## SHORT TASK
Rewrite every line of the material below as a numbered list, omitting any blank lines.

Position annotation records
## BEGIN
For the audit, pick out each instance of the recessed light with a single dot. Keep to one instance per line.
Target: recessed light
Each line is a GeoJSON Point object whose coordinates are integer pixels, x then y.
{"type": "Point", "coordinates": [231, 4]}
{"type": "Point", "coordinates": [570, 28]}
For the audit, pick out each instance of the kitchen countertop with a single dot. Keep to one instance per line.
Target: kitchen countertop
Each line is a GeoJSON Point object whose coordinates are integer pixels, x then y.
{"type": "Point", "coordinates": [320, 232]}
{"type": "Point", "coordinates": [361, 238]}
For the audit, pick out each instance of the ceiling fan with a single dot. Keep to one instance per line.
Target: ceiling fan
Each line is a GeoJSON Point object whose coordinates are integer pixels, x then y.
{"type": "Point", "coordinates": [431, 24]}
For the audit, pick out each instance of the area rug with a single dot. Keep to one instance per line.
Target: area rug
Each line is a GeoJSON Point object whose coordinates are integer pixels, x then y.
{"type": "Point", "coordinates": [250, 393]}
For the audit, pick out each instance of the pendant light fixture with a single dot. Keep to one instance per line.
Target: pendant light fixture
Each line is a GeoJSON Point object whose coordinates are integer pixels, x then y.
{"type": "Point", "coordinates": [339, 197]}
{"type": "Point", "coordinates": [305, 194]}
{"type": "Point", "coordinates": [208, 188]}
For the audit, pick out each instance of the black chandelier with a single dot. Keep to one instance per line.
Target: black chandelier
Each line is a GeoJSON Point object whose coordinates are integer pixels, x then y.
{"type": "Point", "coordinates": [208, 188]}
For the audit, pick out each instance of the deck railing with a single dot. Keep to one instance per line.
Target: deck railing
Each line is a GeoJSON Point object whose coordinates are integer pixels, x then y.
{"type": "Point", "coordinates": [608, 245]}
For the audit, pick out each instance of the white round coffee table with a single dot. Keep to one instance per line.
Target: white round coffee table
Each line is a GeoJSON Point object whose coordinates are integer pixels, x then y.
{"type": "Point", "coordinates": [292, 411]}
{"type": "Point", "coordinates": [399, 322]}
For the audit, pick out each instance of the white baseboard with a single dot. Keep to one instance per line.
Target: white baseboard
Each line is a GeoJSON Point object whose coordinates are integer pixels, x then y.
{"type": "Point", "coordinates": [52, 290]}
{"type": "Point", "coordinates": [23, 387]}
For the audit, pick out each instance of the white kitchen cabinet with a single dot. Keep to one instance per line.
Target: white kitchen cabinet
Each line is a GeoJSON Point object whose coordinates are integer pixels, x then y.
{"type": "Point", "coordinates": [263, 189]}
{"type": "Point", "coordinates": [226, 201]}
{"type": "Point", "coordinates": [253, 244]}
## END
## RESULT OF THIS EXERCISE
1. For the audit, pick out each instance of the recessed light with a single dot. Keep to one instance per line.
2. Target: recessed light
3. Each line is a GeoJSON Point object whose coordinates are integer pixels, x then y.
4. {"type": "Point", "coordinates": [231, 4]}
5. {"type": "Point", "coordinates": [570, 28]}
6. For the audit, pick out each instance of the kitchen countertop with a single dot. Keep to one instance per line.
7. Target: kitchen countertop
8. Each line is a GeoJSON Point object whose coordinates are integer pixels, x then y.
9. {"type": "Point", "coordinates": [320, 232]}
10. {"type": "Point", "coordinates": [361, 238]}
11. For the audit, pick out each instance of the ceiling fan with a single dot. Keep to one instance per line.
12. Target: ceiling fan
13. Each line is a GeoJSON Point object whose coordinates are integer pixels, x then y.
14. {"type": "Point", "coordinates": [431, 24]}
15. For the audit, pick out each instance of the area rug with a single dot. Keep to one instance per line.
16. Target: area rug
17. Each line is a GeoJSON Point object whose coordinates are integer pixels, x then y.
18. {"type": "Point", "coordinates": [250, 393]}
19. For the audit, pick out each instance of the pendant light fixture with a single dot. Keep to one instance per line.
20. Target: pendant light fixture
21. Each line is a GeoJSON Point object whose coordinates are integer pixels, x then y.
22. {"type": "Point", "coordinates": [339, 197]}
23. {"type": "Point", "coordinates": [305, 194]}
24. {"type": "Point", "coordinates": [208, 188]}
25. For the audit, pick out each instance of the black chandelier with a single dot. Keep to one instance per line.
26. Target: black chandelier
27. Each line is a GeoJSON Point object whose coordinates are integer pixels, x then y.
28. {"type": "Point", "coordinates": [208, 188]}
29. For the audit, pick out each instance of the deck railing with a single dot. Keep to one instance per line.
30. Target: deck railing
31. Each line is a GeoJSON Point object whose coordinates are integer pixels, x then y.
32. {"type": "Point", "coordinates": [608, 245]}
33. For the audit, pick out each instance of the white round coffee table with a single dot. Keep to one instance per line.
34. Target: white round coffee table
35. Each line is a GeoJSON Point object whose coordinates are integer pixels, x then y.
36. {"type": "Point", "coordinates": [292, 411]}
37. {"type": "Point", "coordinates": [399, 322]}
38. For the audit, pick out each instance of the white baseboard with a single dot. Keep to one instance per line.
39. Target: white baseboard
40. Each line is a GeoJSON Point object whose coordinates are integer pixels, x then y.
41. {"type": "Point", "coordinates": [52, 290]}
42. {"type": "Point", "coordinates": [23, 387]}
43. For the audit, pick out each instance of the white kitchen cabinet with a single dot. Keep to one instance per line.
44. Target: white kitchen cabinet
45. Each line is a GeoJSON Point object whose coordinates are integer pixels, x then y.
46. {"type": "Point", "coordinates": [263, 189]}
47. {"type": "Point", "coordinates": [226, 201]}
48. {"type": "Point", "coordinates": [253, 244]}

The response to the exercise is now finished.